» Aufgabe: Liste alle Zahlen auf, die auf der folgenden Seite vor dem eigentlichen Artikeltext in Ziffern stehen, also in der Zeitungsangabe und der Quellenangabe.

„Krasnaja Swesda“ (Der Rote Stern) Nr. 18, 21. Januar 1930.
Quelle: J. W. Stalin – Gesammelte Werke, Band 12
In Nr. 16 der „Krasnaja Swesda“1 sind in dem im Allgemeinen unstreitig richtigen Artikel „Die Liquidierung des Kulakentums als Klasse“ zwei Ungenauigkeiten in den Formulierungen enthalten. Es scheint mir notwendig, diese Ungenauigkeiten richtig zu stellen.

» Material:
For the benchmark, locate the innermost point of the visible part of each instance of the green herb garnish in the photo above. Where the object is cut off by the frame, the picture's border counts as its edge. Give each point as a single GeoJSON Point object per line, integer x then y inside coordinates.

» Fertige Lösung: 18, 21, 1930, 12